* _How to complete this task_
Go through the data below and transcribe it exactly. Omit the images.

(Beginning of Records for processing)

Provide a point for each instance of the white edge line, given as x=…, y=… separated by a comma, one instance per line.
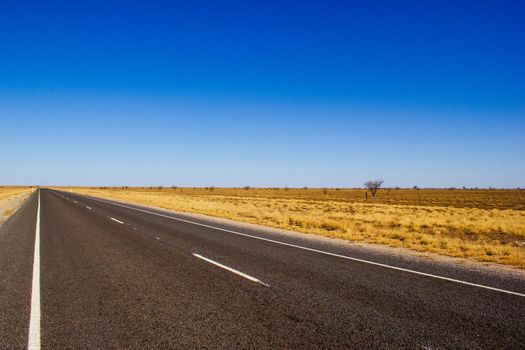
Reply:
x=253, y=279
x=120, y=222
x=318, y=251
x=34, y=318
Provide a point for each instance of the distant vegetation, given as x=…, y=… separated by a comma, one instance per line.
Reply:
x=7, y=192
x=487, y=225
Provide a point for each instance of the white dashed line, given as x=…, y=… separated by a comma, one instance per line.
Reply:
x=317, y=250
x=253, y=279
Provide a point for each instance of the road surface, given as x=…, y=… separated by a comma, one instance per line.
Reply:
x=80, y=272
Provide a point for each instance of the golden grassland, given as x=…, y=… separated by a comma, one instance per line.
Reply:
x=486, y=225
x=7, y=192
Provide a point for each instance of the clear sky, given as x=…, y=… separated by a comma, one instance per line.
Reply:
x=262, y=93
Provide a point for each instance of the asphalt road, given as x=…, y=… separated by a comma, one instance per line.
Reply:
x=122, y=276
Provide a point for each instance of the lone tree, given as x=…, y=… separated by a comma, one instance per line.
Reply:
x=373, y=186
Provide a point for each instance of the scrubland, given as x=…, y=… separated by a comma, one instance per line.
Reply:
x=7, y=192
x=486, y=225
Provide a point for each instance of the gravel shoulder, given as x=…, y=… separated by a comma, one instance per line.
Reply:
x=407, y=255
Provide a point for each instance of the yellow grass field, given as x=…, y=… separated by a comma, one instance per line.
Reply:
x=486, y=225
x=7, y=192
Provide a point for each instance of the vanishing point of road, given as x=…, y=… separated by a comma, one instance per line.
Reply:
x=82, y=272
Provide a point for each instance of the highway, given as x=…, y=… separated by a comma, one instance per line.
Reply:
x=80, y=272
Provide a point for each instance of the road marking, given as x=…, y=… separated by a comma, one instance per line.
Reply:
x=34, y=318
x=253, y=279
x=120, y=222
x=319, y=251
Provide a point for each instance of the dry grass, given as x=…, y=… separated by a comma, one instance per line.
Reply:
x=486, y=225
x=7, y=192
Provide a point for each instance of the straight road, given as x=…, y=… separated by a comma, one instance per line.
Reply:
x=83, y=272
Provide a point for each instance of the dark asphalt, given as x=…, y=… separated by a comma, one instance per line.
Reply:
x=137, y=285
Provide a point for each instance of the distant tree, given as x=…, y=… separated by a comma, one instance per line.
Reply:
x=373, y=186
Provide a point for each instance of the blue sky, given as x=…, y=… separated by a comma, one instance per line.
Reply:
x=284, y=93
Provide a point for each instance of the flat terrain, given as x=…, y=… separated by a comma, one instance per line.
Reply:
x=485, y=225
x=11, y=198
x=124, y=276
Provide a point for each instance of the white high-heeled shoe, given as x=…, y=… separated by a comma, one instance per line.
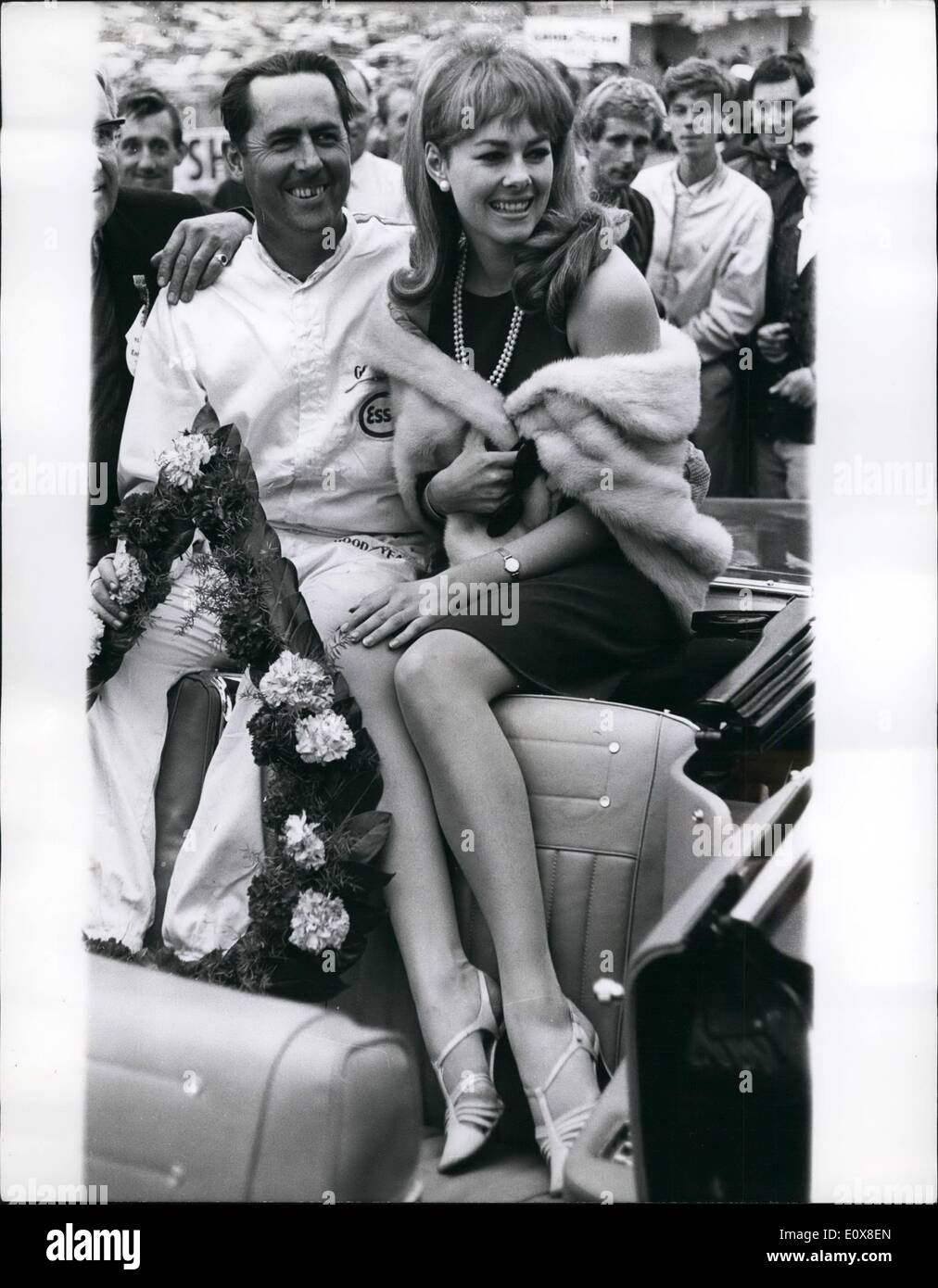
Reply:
x=557, y=1135
x=475, y=1110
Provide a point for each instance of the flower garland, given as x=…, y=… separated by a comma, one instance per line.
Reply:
x=317, y=890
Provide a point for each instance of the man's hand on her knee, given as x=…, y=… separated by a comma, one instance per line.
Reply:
x=103, y=604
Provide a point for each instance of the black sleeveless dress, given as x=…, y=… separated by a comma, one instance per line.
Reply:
x=581, y=624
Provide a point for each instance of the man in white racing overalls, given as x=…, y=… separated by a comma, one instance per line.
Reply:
x=273, y=347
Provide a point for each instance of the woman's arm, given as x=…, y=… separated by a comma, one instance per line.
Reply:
x=614, y=312
x=399, y=613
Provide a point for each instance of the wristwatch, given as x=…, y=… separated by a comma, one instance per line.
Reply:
x=512, y=563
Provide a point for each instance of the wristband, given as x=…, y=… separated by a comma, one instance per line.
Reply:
x=429, y=506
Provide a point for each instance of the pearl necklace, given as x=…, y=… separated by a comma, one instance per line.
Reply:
x=458, y=339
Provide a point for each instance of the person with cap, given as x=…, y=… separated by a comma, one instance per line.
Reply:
x=132, y=228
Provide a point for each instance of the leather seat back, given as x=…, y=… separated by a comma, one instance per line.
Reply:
x=600, y=776
x=204, y=1093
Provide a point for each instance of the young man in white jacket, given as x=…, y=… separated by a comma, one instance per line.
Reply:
x=713, y=228
x=273, y=347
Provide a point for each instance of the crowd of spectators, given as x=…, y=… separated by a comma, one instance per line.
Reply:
x=720, y=224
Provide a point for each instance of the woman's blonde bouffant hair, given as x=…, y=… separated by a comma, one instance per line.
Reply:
x=473, y=80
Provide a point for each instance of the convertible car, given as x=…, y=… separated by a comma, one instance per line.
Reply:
x=669, y=812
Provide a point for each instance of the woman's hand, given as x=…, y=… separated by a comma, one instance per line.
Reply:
x=477, y=482
x=798, y=386
x=396, y=613
x=103, y=582
x=188, y=261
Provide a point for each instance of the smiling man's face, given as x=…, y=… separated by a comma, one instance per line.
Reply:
x=296, y=161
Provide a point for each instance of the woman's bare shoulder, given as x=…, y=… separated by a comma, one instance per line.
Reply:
x=614, y=310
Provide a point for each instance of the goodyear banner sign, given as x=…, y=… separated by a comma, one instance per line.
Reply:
x=581, y=42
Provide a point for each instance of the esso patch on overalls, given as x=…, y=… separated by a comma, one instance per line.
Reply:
x=374, y=415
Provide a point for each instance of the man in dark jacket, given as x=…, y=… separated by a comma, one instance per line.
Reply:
x=617, y=124
x=133, y=225
x=783, y=376
x=779, y=82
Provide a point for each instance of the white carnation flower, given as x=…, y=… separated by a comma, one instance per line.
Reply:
x=319, y=921
x=184, y=459
x=303, y=842
x=323, y=739
x=96, y=631
x=296, y=682
x=131, y=581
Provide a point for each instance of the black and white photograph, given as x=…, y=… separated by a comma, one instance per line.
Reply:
x=469, y=621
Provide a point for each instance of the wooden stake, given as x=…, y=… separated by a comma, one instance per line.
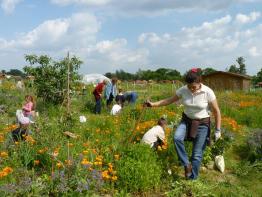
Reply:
x=68, y=84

(End of Records for processing)

* _Exercise output_
Provide a point for each instance of the white edge line, given as x=…, y=… separated by a comma, one instance per line.
Reply:
x=253, y=279
x=120, y=222
x=318, y=251
x=34, y=318
Provide a point for each instance of the distant vegetation, given as x=…, y=… separated by a comma, one instance per line.
Reply:
x=7, y=192
x=487, y=225
Provide a point for each instance of the white dashed line, given as x=…, y=… separated by a comma, one instance per line.
Reply:
x=317, y=250
x=253, y=279
Provide a point for each instance of the road surface, given as x=…, y=… separated by a comma, one instance per line.
Reply:
x=80, y=272
Provide a point for each instance of the golden grassland, given as x=…, y=… separated by a comma, one instance per line.
Reply:
x=486, y=225
x=7, y=192
Provide a point for each instance of the clear sky, given as x=…, y=… separated by a comma, one instance per line.
Reply:
x=262, y=93
Provide a point for each instance of the asphalt road, given as x=…, y=… separated by a comma, one instance per line.
Reply:
x=122, y=276
Provide a point for each instance of the lone tree, given as x=…, y=… separated by a comma, one instance per line.
Reply:
x=373, y=186
Provide a point for each instance of the scrubland, given as x=…, y=… separated by a comma, one instance per line.
Reply:
x=7, y=192
x=486, y=225
Provide a point for each instance of the gravel shoulder, given as x=…, y=… separated by a comma, one instance per line.
Reply:
x=407, y=255
Provide a point for each instance of the yellow grass field, given as x=…, y=… separated by a comma, one instance per line.
Reply:
x=486, y=225
x=7, y=192
Provide a point for each instance of the vanishing point of road, given as x=…, y=… separated by a comma, one instance per line.
Reply:
x=82, y=272
Provide a point for each instance of the highway, given as x=…, y=… separated by a comma, one instance per line.
Reply:
x=80, y=272
Provide a point for each instance of the road marking, given as x=…, y=… separated by a comma, one instance per line.
Reply:
x=34, y=318
x=253, y=279
x=120, y=222
x=319, y=251
Provide a point for each instance of the dry grass, given as x=…, y=… separated by a comma, one instance per line.
Reply:
x=486, y=225
x=7, y=192
Provide a point for each instance of the straight road, given as x=…, y=… separated by a comma, one instance per line.
Reply:
x=83, y=272
Provide a point for each instance of the dark asphalt, given as x=…, y=… separated by a comma, one instance per line.
Reply:
x=137, y=285
Provide a point for each instance of the distant tree, given as x=…, y=… separated by a comma, one instance per line.
Reply:
x=373, y=186
Provide a point for each instance of the blue sky, given as x=…, y=… separated by a comma, one instance per line.
Reply:
x=284, y=93
Provide a point for each instance of the flat terrain, given as x=…, y=… separated by a comma, one instance per line.
Reply:
x=485, y=225
x=11, y=198
x=124, y=276
Provide a point for each instance of the white high-heeled shoe, given as x=…, y=… separated by a comma, one instance per line.
Reply:
x=557, y=1135
x=475, y=1110
Provide a point for each instance of the flower garland, given as x=…, y=… separated by a comma, one instance per line.
Reply:
x=317, y=890
Provide a point for each instance of the man's hand on her knee, given as x=…, y=… separated by a comma, one instance per line.
Reply:
x=103, y=604
Provide a point for each instance of the black sleeveless dress, given as x=…, y=… separated by a comma, one instance per line.
Reply:
x=581, y=624
Provide a point for each instance of the man in white racing overalls, given as x=…, y=… separated by a comma, one instance per line.
Reply:
x=273, y=347
Provide a point for each instance of the woman's arm, given as x=…, y=… separated by a comma, one instance per line.
Reply:
x=614, y=312
x=399, y=613
Provide a point for each instance of the wristwatch, given as x=…, y=… separated by a comma, one instance per line.
Reply:
x=512, y=563
Provide a point for each instance of the wristband, given as x=…, y=… separated by a comma, one instance per line.
Reply:
x=429, y=506
Provide a point for each instance of the pearl necklace, given as x=…, y=… separated by a comma, one instance per line.
Reply:
x=458, y=339
Provide a point for each instance of the person with cap, given as x=…, y=… separated by a comma, one instance per line.
Reply:
x=132, y=228
Provide a point for each instance of the leather seat back, given as x=…, y=… separated by a comma, one instance per line.
Reply:
x=600, y=776
x=204, y=1093
Provide a point for each instance of the young man in white jacket, given as x=…, y=… separated by a comma, one instance per line.
Reply:
x=713, y=228
x=273, y=347
Provide a point for each instance of the crowd of spectators, given as x=…, y=… separated by a comma, one instance per line.
Reply:
x=720, y=224
Provide a point for each instance of the woman's blonde bouffant hair, given as x=…, y=… separated by a comma, one instance per line.
Reply:
x=473, y=80
Provide a point for each instance of the convertible car, given as x=…, y=… separated by a comma, one instance per line.
Reply:
x=669, y=812
Provide a point for each instance of the woman's hand, given as x=…, y=… separated by a comma, one instance per line.
Reply:
x=477, y=482
x=798, y=386
x=396, y=613
x=103, y=582
x=188, y=261
Provide a point for each instance of the smiling man's face, given as x=…, y=… separated by a comma, one instance per line.
Reply:
x=296, y=161
Provide a point for each instance of the woman's bare shoulder, given as x=…, y=… separated by a comma, one instance per line.
Reply:
x=614, y=310
Provide a point for each instance of the goodyear banner sign, given as x=…, y=… separated by a comma, one instance per line.
Reply:
x=581, y=42
Provide a point for each instance of the esso patch on overalls, given as x=…, y=… separated by a comma, one instance per line.
Reply:
x=374, y=415
Provide a point for each instance of the man in dark jacket, given as x=…, y=… separated by a comma, one instance per line.
Reply:
x=617, y=124
x=133, y=225
x=783, y=376
x=779, y=82
Provide a point for each instance of the white carnation flower, given as x=…, y=… separated by a comma, one instance per line.
Reply:
x=319, y=921
x=184, y=459
x=303, y=842
x=323, y=739
x=96, y=631
x=296, y=682
x=131, y=581
Provide a point for each instance of the black and white photograph, given as x=…, y=… separated by a comma, one instance per line.
Reply:
x=469, y=621
Provide a point for each instance of the wooden stake, given as x=…, y=… separated by a comma, one instance per line.
Reply:
x=68, y=84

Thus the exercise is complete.